EXERCISE PASSAGE:
◆ ◆ ◆
Originally Posted by DenogginizerOS

In journalism, the moment you report coincidences as fact, you are lost. As a reader, the moment you accept reported coincidences as fact, you become a sheep. I don't doubt there are many layers to this story and we may never know the whole truth. But I doubt Eidos likes people thinking they were involved in Jeff's firing. And I doubt Gamespot likes people thinking they fired their EIC over a review. Something about all of this tells me there is a lot more to this story than the coincidences that have been reported.

I agree that it seems very strange for Eidos to make a move like this, because people running that company can't be complete morons, even though they release crappy games. That is why I am not unequivocally saying they are evil incarnate together with CNet, and Jeff is a poor martyr, deserving our unmitigated compassion and concern. I am just saying, that where there is smoke, there is usually fire. And yeah, perhaps we won't get the whole story ever, no matter how long we wait, but if you have alot of coincidences joined together, the statistical likelihood of them all being mere coincidences becomes smaller and smaller.
◆ ◆ ◆
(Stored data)
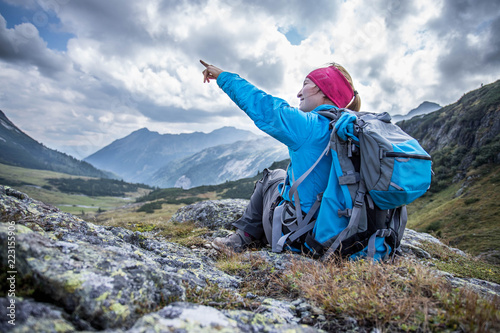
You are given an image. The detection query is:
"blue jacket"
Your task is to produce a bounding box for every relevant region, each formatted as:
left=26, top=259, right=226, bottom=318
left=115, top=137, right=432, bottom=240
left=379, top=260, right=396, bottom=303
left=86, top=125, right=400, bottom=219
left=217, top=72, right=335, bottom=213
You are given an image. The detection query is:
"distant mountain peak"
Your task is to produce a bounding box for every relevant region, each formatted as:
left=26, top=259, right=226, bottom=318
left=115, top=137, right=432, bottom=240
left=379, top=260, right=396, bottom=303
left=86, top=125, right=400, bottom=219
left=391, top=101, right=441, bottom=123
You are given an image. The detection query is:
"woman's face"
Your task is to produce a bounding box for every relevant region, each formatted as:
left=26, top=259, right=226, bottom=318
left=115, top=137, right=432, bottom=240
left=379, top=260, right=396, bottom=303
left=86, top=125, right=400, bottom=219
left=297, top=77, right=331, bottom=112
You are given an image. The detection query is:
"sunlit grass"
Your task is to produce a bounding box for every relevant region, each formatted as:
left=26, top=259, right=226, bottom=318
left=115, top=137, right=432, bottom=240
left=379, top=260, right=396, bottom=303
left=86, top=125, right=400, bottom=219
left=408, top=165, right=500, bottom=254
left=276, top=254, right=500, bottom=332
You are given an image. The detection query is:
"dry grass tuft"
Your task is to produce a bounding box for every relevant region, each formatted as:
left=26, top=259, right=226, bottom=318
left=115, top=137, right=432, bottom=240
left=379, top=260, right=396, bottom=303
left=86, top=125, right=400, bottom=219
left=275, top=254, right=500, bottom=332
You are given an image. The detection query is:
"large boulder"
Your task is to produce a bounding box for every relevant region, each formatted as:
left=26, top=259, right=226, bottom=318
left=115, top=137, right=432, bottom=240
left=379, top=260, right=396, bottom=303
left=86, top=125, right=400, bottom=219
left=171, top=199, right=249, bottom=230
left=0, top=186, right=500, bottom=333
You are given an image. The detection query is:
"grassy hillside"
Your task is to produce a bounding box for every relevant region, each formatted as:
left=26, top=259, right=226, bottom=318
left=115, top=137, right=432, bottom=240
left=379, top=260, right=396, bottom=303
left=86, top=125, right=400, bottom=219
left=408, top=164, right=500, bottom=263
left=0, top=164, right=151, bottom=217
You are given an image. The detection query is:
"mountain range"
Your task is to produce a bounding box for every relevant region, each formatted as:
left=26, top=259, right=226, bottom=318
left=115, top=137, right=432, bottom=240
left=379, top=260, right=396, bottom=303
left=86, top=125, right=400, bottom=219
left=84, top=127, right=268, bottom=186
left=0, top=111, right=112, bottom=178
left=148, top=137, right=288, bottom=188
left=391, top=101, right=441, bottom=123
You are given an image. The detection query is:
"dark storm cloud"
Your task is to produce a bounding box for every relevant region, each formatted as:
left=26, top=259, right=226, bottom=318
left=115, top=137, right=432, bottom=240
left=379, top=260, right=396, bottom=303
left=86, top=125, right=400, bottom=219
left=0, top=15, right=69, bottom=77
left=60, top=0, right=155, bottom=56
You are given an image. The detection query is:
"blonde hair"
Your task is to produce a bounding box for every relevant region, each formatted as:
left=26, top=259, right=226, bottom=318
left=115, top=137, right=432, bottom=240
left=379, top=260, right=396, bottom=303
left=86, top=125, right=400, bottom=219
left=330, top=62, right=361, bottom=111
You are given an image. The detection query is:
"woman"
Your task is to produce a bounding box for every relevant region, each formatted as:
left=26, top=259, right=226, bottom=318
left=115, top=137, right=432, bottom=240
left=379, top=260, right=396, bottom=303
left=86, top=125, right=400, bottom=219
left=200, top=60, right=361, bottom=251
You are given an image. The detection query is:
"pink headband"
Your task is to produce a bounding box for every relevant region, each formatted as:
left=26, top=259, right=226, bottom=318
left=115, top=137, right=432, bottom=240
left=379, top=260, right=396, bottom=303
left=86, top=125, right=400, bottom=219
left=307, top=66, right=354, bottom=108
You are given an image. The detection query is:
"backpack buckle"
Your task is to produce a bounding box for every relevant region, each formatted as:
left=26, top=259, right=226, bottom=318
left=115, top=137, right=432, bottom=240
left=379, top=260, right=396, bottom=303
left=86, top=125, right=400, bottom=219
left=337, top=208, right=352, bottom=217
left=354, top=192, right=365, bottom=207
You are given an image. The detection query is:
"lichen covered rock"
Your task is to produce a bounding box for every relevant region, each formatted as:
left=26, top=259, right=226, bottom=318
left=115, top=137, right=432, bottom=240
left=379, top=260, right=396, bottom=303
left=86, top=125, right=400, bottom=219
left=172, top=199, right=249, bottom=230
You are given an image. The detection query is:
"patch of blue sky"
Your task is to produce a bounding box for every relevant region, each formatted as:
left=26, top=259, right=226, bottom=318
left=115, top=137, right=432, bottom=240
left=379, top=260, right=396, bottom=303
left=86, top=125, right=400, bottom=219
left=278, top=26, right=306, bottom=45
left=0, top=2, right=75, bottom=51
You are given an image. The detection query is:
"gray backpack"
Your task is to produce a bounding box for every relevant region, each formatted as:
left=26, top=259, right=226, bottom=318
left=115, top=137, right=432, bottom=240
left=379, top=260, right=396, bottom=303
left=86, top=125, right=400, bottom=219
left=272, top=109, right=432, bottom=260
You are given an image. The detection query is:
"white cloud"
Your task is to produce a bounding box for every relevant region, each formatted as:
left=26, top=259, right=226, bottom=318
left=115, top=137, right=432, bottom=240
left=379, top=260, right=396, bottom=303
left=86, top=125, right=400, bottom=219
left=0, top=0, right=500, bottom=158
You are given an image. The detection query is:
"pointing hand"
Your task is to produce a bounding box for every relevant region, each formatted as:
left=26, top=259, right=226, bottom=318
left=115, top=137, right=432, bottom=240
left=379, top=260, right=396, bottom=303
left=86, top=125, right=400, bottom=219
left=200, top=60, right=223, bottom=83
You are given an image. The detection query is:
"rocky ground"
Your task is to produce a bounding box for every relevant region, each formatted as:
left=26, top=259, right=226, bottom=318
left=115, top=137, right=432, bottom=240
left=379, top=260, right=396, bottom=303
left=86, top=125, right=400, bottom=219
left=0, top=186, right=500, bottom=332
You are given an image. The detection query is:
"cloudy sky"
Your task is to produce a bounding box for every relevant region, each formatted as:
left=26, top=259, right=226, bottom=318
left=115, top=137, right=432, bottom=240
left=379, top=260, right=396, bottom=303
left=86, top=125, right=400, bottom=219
◆ ◆ ◆
PARTS OF THE EXERCISE:
1. Answer these questions using the forum post:
(a) According to the quoted part of the forum post, what does a reader become once they accept reported coincidences as fact?
(b) In the reply, what does the writer say there usually is where there is smoke?
(c) What does the quoted part say Gamespot likely doesn't want people thinking?
2. Transcribe the forum post between "Originally Posted by" and "have been reported.", inclusive.
3. Decide whether each statement agrees with the forum post. Answer yes or no and quote the words that decide it.
(a) The quoted part claims the whole truth of the story is certain to come out.
(b) The reply says Eidos releases crappy games.
(c) The reply unequivocally calls Eidos evil incarnate.

SOLUTIONS BY TASK:
1.
(a) A sheep.
(b) Fire.
(c) That they fired their EIC over a review.

2.
Originally Posted by DenogginizerOS

In journalism, the moment you report coincidences as fact, you are lost. As a reader, the moment you accept reported coincidences as fact, you become a sheep. I don't doubt there are many layers to this story and we may never know the whole truth. But I doubt Eidos likes people thinking they were involved in Jeff's firing. And I doubt Gamespot likes people thinking they fired their EIC over a review. Something about all of this tells me there is a lot more to this story than the coincidences that have been reported.

3.
(a) No: "we may never know the whole truth."
(b) Yes: "even though they release crappy games."
(c) No: "I am not unequivocally saying they are evil incarnate together with CNet."